■ Extracted entries

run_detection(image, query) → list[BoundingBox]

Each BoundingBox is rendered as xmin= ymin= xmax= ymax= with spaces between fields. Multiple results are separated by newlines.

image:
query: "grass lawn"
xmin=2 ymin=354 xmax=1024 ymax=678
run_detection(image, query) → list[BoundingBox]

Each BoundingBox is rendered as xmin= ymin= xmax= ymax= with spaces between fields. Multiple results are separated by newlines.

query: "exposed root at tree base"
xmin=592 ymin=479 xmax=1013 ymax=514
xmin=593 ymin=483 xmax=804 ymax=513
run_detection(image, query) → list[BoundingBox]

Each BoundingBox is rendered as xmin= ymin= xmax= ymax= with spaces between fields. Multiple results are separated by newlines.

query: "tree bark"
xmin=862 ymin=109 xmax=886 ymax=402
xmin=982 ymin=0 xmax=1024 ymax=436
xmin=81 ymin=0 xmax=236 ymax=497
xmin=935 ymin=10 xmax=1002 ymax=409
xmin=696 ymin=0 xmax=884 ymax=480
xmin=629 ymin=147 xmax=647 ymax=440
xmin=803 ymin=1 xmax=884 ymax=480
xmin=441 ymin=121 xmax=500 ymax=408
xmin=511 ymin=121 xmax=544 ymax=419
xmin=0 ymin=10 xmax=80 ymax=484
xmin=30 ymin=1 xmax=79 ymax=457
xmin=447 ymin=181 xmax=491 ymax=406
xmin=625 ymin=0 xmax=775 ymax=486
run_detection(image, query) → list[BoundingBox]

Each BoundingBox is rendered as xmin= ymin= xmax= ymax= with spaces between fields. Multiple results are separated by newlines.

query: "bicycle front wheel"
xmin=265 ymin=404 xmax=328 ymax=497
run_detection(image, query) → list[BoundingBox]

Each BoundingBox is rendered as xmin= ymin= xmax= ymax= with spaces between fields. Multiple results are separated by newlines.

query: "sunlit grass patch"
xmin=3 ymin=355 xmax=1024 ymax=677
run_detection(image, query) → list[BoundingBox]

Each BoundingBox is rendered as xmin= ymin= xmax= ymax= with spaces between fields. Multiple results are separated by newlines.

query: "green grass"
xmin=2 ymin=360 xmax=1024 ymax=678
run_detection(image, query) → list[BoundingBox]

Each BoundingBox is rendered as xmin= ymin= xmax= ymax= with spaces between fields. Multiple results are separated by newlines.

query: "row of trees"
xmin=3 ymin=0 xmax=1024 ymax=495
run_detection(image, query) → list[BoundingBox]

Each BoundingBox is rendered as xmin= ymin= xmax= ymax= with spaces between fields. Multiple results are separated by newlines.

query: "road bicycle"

■ What you have to do
Every one of the records is to be copied word for word.

■ Exercise response
run_detection(image, query) → list[BoundingBox]

Each BoundingBox is rendered as xmin= ymin= xmax= ymax= with spaces between fields. Multiple results are separated by newlines.

image:
query: "grass lawn"
xmin=2 ymin=354 xmax=1024 ymax=678
run_detection(image, query) → list[BoundingBox]

Each BoundingBox is rendered as xmin= ymin= xmax= ymax= with spaces between fields. Multiple results are separated by newlines.

query: "exposed root at tree base"
xmin=592 ymin=479 xmax=1013 ymax=514
xmin=593 ymin=483 xmax=804 ymax=513
run_detection(image, query) → list[BoundingBox]

Each BoundingBox is rendered as xmin= ymin= xmax= ymax= with spaces between fields. Multiple results are separated by newlines.

query: "tree bark"
xmin=862 ymin=109 xmax=886 ymax=402
xmin=982 ymin=0 xmax=1024 ymax=436
xmin=81 ymin=0 xmax=236 ymax=497
xmin=935 ymin=10 xmax=1002 ymax=409
xmin=696 ymin=0 xmax=884 ymax=480
xmin=629 ymin=147 xmax=647 ymax=440
xmin=803 ymin=1 xmax=884 ymax=480
xmin=441 ymin=121 xmax=500 ymax=408
xmin=511 ymin=121 xmax=544 ymax=419
xmin=0 ymin=10 xmax=80 ymax=484
xmin=30 ymin=1 xmax=79 ymax=457
xmin=447 ymin=181 xmax=491 ymax=406
xmin=625 ymin=0 xmax=775 ymax=486
run_detection(image, query) → list[BoundingBox]

Each BoundingBox is rendered as xmin= ymin= xmax= ymax= with spaces between fields. Multiple results are separated by newlines.

query: "bicycle front wheel"
xmin=265 ymin=404 xmax=328 ymax=497
run_detection(image, query) → list[BoundingBox]

Each BoundingBox is rendered as xmin= ymin= xmax= ymax= with spaces between fields. Multiple results are separated by newlines.

query: "sunlit grass patch"
xmin=3 ymin=355 xmax=1024 ymax=677
run_detection(image, query) → list[BoundingBox]

Each BoundingBox is rendered as xmin= ymin= xmax= ymax= with spaces between fields. Multiple results are separated by newlines.

query: "green grass"
xmin=2 ymin=360 xmax=1024 ymax=678
run_detection(image, query) → list[BoundingBox]

Each BoundingBox is rendered as xmin= ymin= xmax= ymax= with spaces between fields. Multiple results are separated by newlines.

query: "row of trees"
xmin=3 ymin=0 xmax=1024 ymax=495
run_detection(image, query) → list[BoundingBox]

Each BoundingBox is rendered as xmin= ymin= xmax= ymax= with spaces between fields. Multiple results are separated by newlines.

query: "road bicycle"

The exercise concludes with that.